• Selected passage:
****************
Wednesday, September 01, 2004

How Do You Comfort a Non-Christian?

My family and I have been friends with a Muslim family from Kuwait since about 1991 or so. They are just about as staunch in their beliefs as we are in ours.

We've invited each other to family weddings and other get-togethers, and have had a lot of fun together. The youngest daughter in their family is only one year younger than me. She got married in 2001, I think, or early 2002, and just recently had a baby. She and her family are really hurting now, though.

About a week ago, the mother had to undergo brain surgery to remove a benign, but growing tumor. The neurologists (including the daughter's husband, who practices in Texas) said that the most they could expect of complications might be some numbness in part of the mother's face or on one side of her body, and other side-effects similar to that. But now, it seems, there may be much more to it than that.
****************
• Parts of the exercise:
1) Summarize the blog post about comforting a non-Christian in two sentences.
2) Quote the blog post word for word, starting at "Wednesday, September 01, 2004" and ending at "hurting now, though.".
****************
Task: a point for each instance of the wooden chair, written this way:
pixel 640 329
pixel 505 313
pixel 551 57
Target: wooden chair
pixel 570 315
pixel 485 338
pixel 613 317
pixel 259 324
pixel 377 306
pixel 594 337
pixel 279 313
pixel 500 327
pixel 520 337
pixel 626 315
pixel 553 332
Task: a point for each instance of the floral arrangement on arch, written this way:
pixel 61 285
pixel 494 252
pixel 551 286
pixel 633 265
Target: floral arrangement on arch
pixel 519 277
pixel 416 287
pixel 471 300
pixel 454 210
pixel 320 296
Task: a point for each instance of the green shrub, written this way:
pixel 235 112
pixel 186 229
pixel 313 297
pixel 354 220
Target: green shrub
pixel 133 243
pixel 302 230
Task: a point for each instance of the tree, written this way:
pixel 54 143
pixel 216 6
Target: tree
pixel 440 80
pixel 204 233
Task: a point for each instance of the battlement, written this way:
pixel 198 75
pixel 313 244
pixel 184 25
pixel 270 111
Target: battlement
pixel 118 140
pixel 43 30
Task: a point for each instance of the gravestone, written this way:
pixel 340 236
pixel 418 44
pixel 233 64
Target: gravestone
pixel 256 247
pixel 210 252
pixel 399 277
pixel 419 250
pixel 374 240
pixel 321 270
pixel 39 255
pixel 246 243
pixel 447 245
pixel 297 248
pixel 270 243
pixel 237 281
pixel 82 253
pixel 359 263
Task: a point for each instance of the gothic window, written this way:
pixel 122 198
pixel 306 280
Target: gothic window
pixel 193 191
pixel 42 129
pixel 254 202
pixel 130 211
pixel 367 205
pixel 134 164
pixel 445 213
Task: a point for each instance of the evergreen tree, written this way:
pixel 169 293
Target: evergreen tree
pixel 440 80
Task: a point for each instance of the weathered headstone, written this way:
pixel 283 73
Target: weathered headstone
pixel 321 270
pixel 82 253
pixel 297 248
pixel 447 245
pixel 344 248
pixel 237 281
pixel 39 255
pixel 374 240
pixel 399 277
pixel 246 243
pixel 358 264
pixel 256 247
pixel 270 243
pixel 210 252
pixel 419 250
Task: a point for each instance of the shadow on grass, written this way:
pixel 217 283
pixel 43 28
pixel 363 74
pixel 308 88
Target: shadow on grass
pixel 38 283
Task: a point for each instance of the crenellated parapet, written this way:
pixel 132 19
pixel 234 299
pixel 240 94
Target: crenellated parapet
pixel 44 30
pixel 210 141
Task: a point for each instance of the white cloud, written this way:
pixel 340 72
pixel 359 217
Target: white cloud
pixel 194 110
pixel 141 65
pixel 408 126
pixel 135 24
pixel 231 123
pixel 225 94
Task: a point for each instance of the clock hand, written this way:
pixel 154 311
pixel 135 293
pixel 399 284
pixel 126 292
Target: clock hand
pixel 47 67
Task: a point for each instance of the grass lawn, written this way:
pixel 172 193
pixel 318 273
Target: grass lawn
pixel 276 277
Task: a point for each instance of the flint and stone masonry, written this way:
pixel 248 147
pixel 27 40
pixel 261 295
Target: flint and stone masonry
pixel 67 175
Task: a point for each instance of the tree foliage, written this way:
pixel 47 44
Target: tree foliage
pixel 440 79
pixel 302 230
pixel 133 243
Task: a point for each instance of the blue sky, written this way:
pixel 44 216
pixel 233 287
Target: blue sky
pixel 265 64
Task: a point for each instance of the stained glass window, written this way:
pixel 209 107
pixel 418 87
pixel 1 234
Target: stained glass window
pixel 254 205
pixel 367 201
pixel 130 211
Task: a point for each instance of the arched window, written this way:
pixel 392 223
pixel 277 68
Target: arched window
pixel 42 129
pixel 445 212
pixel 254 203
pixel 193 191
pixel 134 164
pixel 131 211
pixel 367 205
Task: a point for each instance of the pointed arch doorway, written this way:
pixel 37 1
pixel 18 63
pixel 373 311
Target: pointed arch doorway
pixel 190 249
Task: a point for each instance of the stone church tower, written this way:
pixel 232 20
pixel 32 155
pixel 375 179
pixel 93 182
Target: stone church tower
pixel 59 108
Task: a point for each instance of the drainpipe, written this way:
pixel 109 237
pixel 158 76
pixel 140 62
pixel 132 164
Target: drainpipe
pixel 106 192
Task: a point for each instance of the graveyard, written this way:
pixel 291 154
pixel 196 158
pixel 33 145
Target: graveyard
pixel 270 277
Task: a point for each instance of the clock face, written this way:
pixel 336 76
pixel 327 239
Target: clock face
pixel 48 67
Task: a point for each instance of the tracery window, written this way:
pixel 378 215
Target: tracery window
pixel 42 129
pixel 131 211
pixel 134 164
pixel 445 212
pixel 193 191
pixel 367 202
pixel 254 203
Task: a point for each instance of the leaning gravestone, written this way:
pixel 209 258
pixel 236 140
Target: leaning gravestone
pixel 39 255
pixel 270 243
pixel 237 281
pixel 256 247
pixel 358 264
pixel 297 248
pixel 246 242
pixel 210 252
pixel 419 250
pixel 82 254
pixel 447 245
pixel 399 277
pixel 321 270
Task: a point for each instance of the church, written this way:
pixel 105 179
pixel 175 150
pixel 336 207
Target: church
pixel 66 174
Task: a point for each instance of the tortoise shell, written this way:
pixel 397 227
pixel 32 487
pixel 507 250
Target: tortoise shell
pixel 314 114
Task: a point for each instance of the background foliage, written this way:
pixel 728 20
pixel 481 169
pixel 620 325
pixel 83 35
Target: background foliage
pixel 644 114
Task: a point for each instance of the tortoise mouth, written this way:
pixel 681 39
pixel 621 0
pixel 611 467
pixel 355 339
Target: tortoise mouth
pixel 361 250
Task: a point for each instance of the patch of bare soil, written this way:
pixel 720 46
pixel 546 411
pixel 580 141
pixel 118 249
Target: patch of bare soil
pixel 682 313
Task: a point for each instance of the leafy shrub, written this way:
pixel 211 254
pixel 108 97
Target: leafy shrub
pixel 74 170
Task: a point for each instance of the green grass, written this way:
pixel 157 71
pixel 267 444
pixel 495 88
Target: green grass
****************
• Results:
1) The writer's family has been friends since about 1991 with a Muslim family from Kuwait, whose youngest daughter recently had a baby, and that family is now hurting. About a week ago the mother had brain surgery to remove a benign but growing tumor, and although the neurologists expected at most minor complications such as some numbness, there may now be much more to it.

2)
Wednesday, September 01, 2004

How Do You Comfort a Non-Christian?

My family and I have been friends with a Muslim family from Kuwait since about 1991 or so. They are just about as staunch in their beliefs as we are in ours.

We've invited each other to family weddings and other get-togethers, and have had a lot of fun together. The youngest daughter in their family is only one year younger than me. She got married in 2001, I think, or early 2002, and just recently had a baby. She and her family are really hurting now, though.